DATA FOR ANALYSIS >>
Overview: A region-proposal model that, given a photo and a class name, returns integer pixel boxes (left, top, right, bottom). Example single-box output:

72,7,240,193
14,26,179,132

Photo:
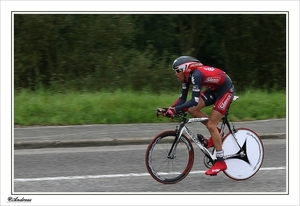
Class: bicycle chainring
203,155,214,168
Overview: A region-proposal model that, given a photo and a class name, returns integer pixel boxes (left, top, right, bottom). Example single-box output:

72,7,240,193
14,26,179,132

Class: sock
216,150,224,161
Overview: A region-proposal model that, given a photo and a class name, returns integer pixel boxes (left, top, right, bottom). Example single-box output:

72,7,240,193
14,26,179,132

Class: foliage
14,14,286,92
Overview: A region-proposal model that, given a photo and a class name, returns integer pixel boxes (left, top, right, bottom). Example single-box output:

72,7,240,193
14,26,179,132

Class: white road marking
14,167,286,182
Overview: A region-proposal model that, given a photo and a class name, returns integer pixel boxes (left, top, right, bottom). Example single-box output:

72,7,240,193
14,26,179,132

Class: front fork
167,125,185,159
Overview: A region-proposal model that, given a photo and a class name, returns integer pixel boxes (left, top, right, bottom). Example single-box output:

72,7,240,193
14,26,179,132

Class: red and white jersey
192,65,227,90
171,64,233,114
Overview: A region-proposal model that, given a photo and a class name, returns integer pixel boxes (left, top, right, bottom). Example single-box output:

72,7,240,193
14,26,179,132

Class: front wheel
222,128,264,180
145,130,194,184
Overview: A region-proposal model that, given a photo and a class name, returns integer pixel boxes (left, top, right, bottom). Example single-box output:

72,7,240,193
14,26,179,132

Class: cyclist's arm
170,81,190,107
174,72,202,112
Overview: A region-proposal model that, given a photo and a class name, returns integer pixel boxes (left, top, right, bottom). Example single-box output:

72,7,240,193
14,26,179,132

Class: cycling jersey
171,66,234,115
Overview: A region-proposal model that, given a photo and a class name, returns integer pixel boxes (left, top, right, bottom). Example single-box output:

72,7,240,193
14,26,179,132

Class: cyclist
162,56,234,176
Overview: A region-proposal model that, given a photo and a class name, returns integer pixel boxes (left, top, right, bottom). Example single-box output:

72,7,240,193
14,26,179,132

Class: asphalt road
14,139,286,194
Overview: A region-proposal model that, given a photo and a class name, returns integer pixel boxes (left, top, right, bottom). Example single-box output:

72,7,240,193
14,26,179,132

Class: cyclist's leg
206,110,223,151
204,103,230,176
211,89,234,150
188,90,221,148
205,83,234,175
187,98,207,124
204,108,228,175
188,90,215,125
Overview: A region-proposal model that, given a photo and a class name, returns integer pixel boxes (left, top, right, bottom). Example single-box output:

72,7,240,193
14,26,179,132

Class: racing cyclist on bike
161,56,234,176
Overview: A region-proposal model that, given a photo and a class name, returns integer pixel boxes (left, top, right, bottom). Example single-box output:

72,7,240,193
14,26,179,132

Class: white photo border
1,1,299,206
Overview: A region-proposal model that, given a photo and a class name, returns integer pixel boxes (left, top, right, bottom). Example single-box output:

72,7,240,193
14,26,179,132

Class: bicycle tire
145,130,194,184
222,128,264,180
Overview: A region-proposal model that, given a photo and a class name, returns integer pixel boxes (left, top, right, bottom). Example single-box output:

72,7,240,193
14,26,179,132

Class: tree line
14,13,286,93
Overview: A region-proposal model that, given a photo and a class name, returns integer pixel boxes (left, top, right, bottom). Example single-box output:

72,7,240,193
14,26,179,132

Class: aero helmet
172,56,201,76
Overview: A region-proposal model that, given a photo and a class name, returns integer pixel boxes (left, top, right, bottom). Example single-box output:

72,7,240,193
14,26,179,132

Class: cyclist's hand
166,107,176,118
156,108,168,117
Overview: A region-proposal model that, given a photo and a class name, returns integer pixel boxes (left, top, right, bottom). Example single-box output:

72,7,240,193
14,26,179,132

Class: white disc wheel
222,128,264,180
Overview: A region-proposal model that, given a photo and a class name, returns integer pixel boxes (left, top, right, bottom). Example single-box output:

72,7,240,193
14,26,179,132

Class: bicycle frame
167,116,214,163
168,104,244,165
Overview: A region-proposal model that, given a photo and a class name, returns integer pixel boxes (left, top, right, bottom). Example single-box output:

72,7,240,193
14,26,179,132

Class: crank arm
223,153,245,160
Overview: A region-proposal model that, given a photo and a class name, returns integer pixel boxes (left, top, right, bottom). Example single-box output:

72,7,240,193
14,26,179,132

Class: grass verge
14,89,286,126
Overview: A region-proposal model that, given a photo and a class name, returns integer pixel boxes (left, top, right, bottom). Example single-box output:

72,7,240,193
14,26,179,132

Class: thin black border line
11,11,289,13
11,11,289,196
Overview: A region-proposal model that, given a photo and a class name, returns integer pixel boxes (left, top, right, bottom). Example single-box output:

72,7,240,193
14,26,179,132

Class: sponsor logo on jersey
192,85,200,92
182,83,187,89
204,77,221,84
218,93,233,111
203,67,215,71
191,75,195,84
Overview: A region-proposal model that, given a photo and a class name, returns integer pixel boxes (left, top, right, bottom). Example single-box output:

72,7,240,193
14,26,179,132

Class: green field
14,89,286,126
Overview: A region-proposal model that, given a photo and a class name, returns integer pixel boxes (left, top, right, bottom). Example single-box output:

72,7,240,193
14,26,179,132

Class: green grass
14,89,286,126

AIM OF THE EXERCISE >>
Your answer must be an exact copy of the data above, minus its pictures.

ANSWER BOX >>
Overview: A region-proposal model that, given a photo and a class name, returns integer pixel boxes (left, top, right, bottom). Example single-box output:

72,7,240,193
14,26,179,132

Photo:
Class: bicycle chainring
203,155,214,168
Overview: A region-proposal model that, given a photo and a class name, returns integer pixel boxes (left, top, right, bottom). Example single-box output:

72,7,240,193
14,26,179,132

Class: sock
216,150,224,161
Overview: A region-proposal model that, given a photo and a class name, returns integer pixel boxes (left, top, right, bottom). Example single-box output:

72,7,240,193
14,26,179,132

Class: foliage
14,14,286,92
Overview: A region-proposal model that, given a photo and a class name, returns integer pixel boxes (left, top, right, bottom). Example single-box output:

72,7,240,193
14,26,179,132

Class: white road marking
14,167,286,182
Overview: A region-proposal model that, given a photo and a class name, returns integer pixel boxes (left, top, right, bottom). Example single-box output:

72,7,240,193
14,26,179,132

Class: front fork
167,125,185,159
Overview: A region-proposal model that, given a photo and a class name, returns integer pixel boxes (left, top, right, bottom). Example single-box output:

72,7,240,193
14,26,179,132

Class: red and white jersey
192,65,227,90
171,64,233,114
Overview: A region-proposal model that, given a photo and a class name, returns integer pixel boxes (left, top, right, bottom). Example single-box output:

72,7,240,193
14,26,179,132

Class: front wheel
222,128,264,180
145,130,194,184
Overview: A region-proposal model that, given a photo and a class name, returns integer pixel boxes (left, top, right, bottom). Example single-box output:

72,7,240,193
14,26,179,132

Class: cyclist's arm
170,81,190,107
174,72,202,112
Overview: A region-proposal model that, given a photo and a class name, returns integer pixel boxes (left, top, right, bottom). Example single-box output:

72,7,240,193
14,26,179,132

Class: cycling jersey
171,66,234,115
Overview: A region-proposal model that, given a photo and a class name, returns integer pixel boxes (left, top, right, bottom). Example single-box output:

72,7,240,193
14,26,179,132

Class: cyclist
162,56,234,176
Overview: A region-proposal model that, given a photo and a class name, returns integer pixel boxes (left, top, right, bottom). Example single-box output:

72,7,240,193
14,26,179,132

Class: asphalt road
14,139,286,194
Overview: A region-proposal model that, given a photo and a class name, returns integer pixel boxes (left, top, right, bottom). Example single-box output:

72,7,240,193
14,26,179,132

Class: cyclist's leg
206,110,223,151
204,103,230,176
211,89,234,150
188,90,221,148
205,83,234,175
187,98,207,124
204,108,228,175
188,90,215,125
Overview: A region-proposal model that, given a photo and a class name, returns integer pixel boxes (left, top, right, bottom). Example single-box output:

72,7,240,193
14,26,179,132

Class: racing cyclist on bike
161,56,234,176
Overview: A region-proposal model that, given a photo and a class name, returns integer pixel boxes (left, top, right, bottom). Example single-box output:

72,7,240,193
14,26,179,132

Class: white photo border
1,1,299,206
Overview: A region-proposal model that, given a photo and a class name, returns integer pixel boxes (left, top, right, bottom). Example single-box output:

72,7,240,193
14,26,179,132

Class: bicycle tire
145,130,194,184
222,128,264,180
Overview: A region-proposal model that, given a photo and a class name, returns integer pixel boxes (left, top, right, bottom). Example single-box output:

72,7,240,193
14,26,179,132

Class: tree line
14,13,286,93
Overview: A region-proposal model that, given a photo and a class name, returns integer pixel boxes (left, top, right, bottom). Example single-box output:

72,7,240,193
14,26,179,132

Class: aero helmet
172,56,201,76
Overview: A region-proposal model that, given a photo and a class name, returns integer pixel boxes (left, top, right, bottom). Example single-box output:

72,7,240,193
14,26,179,132

Class: cyclist's hand
166,107,176,118
156,108,168,117
Overview: A region-proposal model that, given a photo and a class name, returns integer pixel boxes (left, top, right, bottom). Example single-box output:

72,7,240,193
14,26,179,132

Class: white disc wheel
222,128,264,180
Overview: A region-proposal model that, given a photo and a class name, returns integer pixel boxes (left, top, right, bottom). Example single-box output:

72,7,240,193
14,26,179,132

Class: bicycle frame
167,116,214,163
168,104,244,165
Overview: A region-proposal model that, given a photo and a class name, returns integer pixel boxes (left, top, right, bottom). Example single-box output:

72,7,240,193
14,26,179,132

Class: crank arm
223,153,245,160
Overview: A region-proposal model that, given a photo and a class name, returns integer pixel boxes (left, top, right, bottom). Example single-box output:

72,7,240,193
14,26,179,132

Class: grass verge
14,89,286,126
Overview: A region-proposal model that, given a photo and a class name, returns integer pixel boxes (left, top, right, bottom). Example single-box output:

72,7,240,193
14,26,179,132

Class: thin black border line
11,11,289,13
11,11,289,196
Overview: A region-proposal model that, given a photo and a class name, returns integer pixel boxes (left, top, right, bottom). Example single-box output:

72,7,240,193
14,26,179,132

Class: sponsor logo on jersey
192,85,200,92
182,83,187,89
204,77,221,84
218,93,233,111
203,67,215,71
191,75,195,84
Overview: A region-proposal model that, given a photo and a class name, returns integer pixel boxes (left, top, right, bottom). Example single-box output:

72,7,240,193
14,26,179,132

Class: green field
14,89,286,126
Overview: A region-proposal model that, given a photo and a class name, returns integer pixel boxes (left, top, right, bottom). Example single-box output:

72,7,240,193
14,26,179,132

Class: green grass
14,89,286,126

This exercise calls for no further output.